>> start PASSAGE TO READ

This is the next in my series of posts on crafting a rule of life.  Those of you who have been following this series will be interested (and maybe a little sad) to know that I am probably going to wrap it up after next week’s post.  However, I’ll continue to add to my rule of life and will probably blog about it from time to time in the future.

Two weeks ago I wrote about the three hours I spent in solitude, meditating on my struggle with anger and how, with God’s help, I can implement practices into my life that will help me to become less angry and more gentle.  One of the action steps that came from that session was to begin writing daily in the thankfulness journal that I started last summer during a Bible study on Ann Vosskamp’s One Thousand Gifts, a book I heartily recommend.  Like thousands of other Christian women who have read the book, I chose a beautiful journal (mine is a handcrafted one from Nepal, with a colorful woven cover and soft, fibrous pages) and started making a list of things I’m thankful for, with the eventual goal of reaching one thousand.  Like thousands of other Christian women, I faithfully wrote 2-3 items daily for a few weeks and then petered out, starting and stopping again sporadically throughout the year whenever I happened to notice the journal under a pile of other books.

>> end PASSAGE TO READ
>> start PROVIDED DATA

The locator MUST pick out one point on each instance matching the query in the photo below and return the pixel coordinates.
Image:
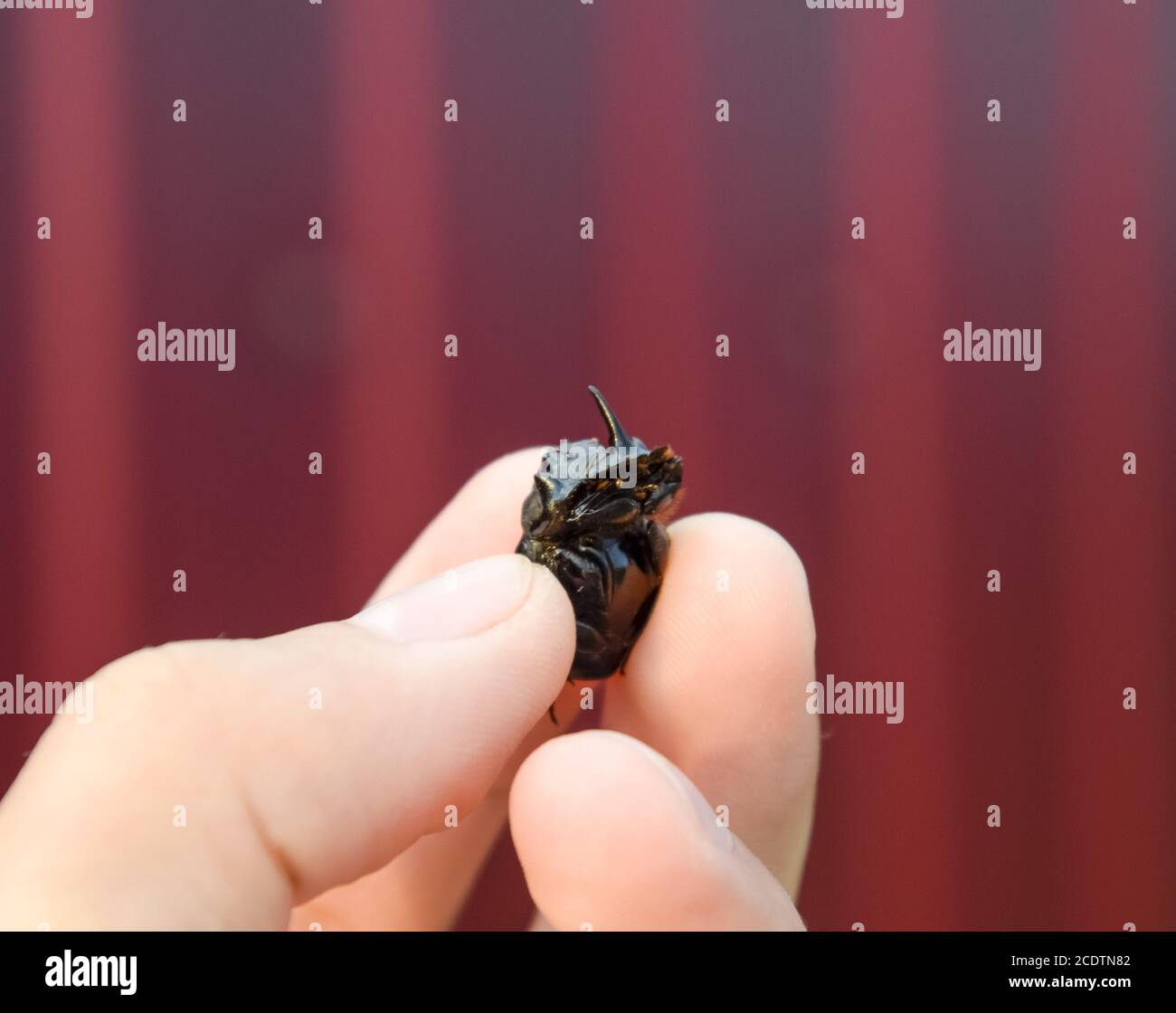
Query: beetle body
(595, 518)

>> end PROVIDED DATA

▶ _EXERCISE OBJECTIVE_: According to the post on crafting a rule of life, where was the writer's thankfulness journal handcrafted?

▶ _TASK SOLUTION_: Nepal